TEXT PROVIDED
#####
Title: A Circumplanetary Disk around PDS70c

Authors: Myriam Benisty, Jaehan Bae, Stefano Facchini, Miriam Keppler, Richard Teague, Andrea Isella, Nicolas T. Kurtovic, Laura M. Perez, Anibal Sierra, Sean M. Andrews, John Carpenter, Ian Czekala, Carsten Dominik, Thomas Henning, Francois Menard, Paola Pinilla, Alice Zurlo

First Author’s Institution: Univ. Grenoble Alpes, CNRS, IPAG, 38000 Grenoble, France

Status: Published in The Astrophysical Journal Letters [open access]

How do moons form in the universe? We know moons are fairly common in our own solar system. Aside from the Earth’s dancing partner, there are over 200 moons surrounding planets orbiting the Sun. It seems reasonable then, that planets orbiting other stars (called “exoplanets”) also host moons. The hunt for evidence of fully formed exomoons via the transit method (catching the dimming of a star as a planet passes between it and our line of sight) has been plagued by false positives. The recent high-profile discovery of the promising exomoon candidate, Kepler-1708 b-i, might still have the public wondering, “how do exomoons form in the first place?” Impressive ALMA observations of the protoplanetary system “PDS 70” are helping answer this question by revealing the earliest stages of exomoon formation.

In July 2021, astronomers published direct observations of the origins of moons encircling a planet outside our solar system. If that doesn’t make you pause and say “woah,” don’t worry. By the end of this astrobite, you’ll understand why this observation was so difficult, and why PDS 70’s baby photos (Figure 1) are so spectacular.
#####
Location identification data
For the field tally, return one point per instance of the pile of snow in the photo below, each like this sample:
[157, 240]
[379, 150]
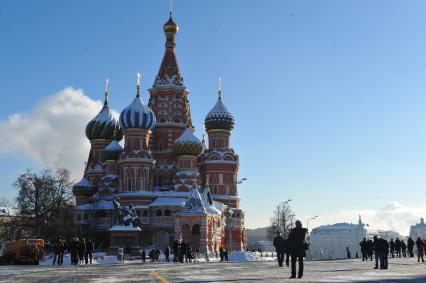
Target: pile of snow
[245, 256]
[98, 258]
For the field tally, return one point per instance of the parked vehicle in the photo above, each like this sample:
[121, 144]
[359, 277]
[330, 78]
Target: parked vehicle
#####
EXERCISE PROMPT
Update the astrobite passage starting with "Status: Published in" and going on through "of exomoon formation.", replacing "plagued" with "hampered".

RESPONSE TO THIS TASK
Status: Published in The Astrophysical Journal Letters [open access]

How do moons form in the universe? We know moons are fairly common in our own solar system. Aside from the Earth’s dancing partner, there are over 200 moons surrounding planets orbiting the Sun. It seems reasonable then, that planets orbiting other stars (called “exoplanets”) also host moons. The hunt for evidence of fully formed exomoons via the transit method (catching the dimming of a star as a planet passes between it and our line of sight) has been hampered by false positives. The recent high-profile discovery of the promising exomoon candidate, Kepler-1708 b-i, might still have the public wondering, “how do exomoons form in the first place?” Impressive ALMA observations of the protoplanetary system “PDS 70” are helping answer this question by revealing the earliest stages of exomoon formation.